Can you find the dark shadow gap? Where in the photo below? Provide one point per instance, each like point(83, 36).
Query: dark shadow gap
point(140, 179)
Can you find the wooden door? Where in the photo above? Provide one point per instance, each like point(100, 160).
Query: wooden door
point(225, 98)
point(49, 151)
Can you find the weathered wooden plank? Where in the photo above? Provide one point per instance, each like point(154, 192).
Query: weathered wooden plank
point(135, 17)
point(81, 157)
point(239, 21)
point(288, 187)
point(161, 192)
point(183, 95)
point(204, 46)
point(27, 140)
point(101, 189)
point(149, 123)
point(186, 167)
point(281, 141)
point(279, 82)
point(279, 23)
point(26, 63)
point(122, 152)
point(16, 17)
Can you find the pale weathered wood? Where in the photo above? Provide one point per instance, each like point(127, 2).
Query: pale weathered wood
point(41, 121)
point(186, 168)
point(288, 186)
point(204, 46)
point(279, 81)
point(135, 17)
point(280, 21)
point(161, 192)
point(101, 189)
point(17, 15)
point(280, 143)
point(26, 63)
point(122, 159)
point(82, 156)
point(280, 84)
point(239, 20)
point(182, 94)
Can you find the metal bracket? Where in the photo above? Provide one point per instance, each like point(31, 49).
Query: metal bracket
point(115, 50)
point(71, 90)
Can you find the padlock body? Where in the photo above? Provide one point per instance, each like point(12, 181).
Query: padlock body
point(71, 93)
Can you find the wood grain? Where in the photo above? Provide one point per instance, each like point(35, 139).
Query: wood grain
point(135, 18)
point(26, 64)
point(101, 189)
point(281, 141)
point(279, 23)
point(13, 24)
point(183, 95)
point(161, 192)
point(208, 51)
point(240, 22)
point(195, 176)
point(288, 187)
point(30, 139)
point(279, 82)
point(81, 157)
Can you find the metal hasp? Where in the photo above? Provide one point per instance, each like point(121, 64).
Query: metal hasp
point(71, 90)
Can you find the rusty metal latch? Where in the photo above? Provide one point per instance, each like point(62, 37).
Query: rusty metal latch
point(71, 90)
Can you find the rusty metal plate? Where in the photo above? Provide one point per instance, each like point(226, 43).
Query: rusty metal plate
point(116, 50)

┄┄┄┄┄┄┄┄┄┄

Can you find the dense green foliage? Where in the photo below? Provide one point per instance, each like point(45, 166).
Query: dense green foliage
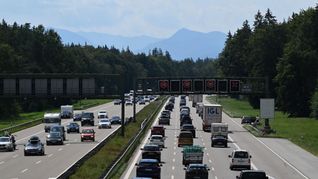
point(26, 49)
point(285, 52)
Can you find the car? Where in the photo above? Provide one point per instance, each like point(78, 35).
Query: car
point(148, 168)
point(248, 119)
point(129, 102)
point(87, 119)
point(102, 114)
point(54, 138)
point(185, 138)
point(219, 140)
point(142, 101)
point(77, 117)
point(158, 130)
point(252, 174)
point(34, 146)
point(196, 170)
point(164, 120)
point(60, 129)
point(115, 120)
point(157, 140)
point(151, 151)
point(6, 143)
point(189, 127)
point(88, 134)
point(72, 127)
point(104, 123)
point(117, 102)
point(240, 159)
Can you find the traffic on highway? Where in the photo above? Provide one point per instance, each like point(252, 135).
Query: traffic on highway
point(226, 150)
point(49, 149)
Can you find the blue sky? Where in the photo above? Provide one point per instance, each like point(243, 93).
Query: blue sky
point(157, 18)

┄┄┄┄┄┄┄┄┄┄

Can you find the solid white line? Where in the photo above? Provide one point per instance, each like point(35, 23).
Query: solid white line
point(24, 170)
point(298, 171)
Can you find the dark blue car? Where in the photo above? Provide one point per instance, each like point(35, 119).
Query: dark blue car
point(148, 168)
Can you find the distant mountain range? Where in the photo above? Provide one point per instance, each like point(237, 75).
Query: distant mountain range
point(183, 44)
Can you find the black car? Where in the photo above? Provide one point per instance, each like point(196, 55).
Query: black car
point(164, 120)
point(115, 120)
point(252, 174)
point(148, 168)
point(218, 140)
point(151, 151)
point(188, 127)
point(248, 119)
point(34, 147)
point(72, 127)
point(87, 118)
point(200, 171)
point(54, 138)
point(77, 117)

┄┄┄┄┄┄┄┄┄┄

* DO THIS: Identify each line in the material above that contains the word "pale", and copy every such line in full.

* OUTPUT FOR THIS EXERCISE:
Can you find the pale weathered wood? Where in the photo above? Provide one point per instance, each like point(127, 2).
Query: pale weathered wood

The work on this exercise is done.